Prompt:
Given the listing below, write out exactly the lines starting with the line that has "Segment every <instance>" and going on through the line that has "box: [151, 560, 220, 615]", both kept.

Data:

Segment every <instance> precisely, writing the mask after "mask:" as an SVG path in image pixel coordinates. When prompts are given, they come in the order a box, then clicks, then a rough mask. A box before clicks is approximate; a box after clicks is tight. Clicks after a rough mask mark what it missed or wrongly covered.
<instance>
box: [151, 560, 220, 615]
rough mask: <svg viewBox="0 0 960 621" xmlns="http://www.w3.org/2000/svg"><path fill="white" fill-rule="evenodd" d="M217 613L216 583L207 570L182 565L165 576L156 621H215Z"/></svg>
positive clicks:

* * *

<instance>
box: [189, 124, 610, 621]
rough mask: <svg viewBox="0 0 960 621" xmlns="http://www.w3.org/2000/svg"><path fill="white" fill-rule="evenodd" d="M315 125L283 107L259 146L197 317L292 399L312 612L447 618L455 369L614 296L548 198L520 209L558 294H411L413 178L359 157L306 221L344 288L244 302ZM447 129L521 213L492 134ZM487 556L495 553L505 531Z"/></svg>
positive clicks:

Response box:
Segment every <instance> precisely, writing the mask after "mask:" as an SVG path in image pixel coordinates. When prompts are given, they come in the order a box, then clicks, then a rough mask. A box before clicks is approximate; a box after clicks is tight. Clicks after a rough mask mark what it missed or wrongly covered.
<instance>
box: [151, 560, 220, 615]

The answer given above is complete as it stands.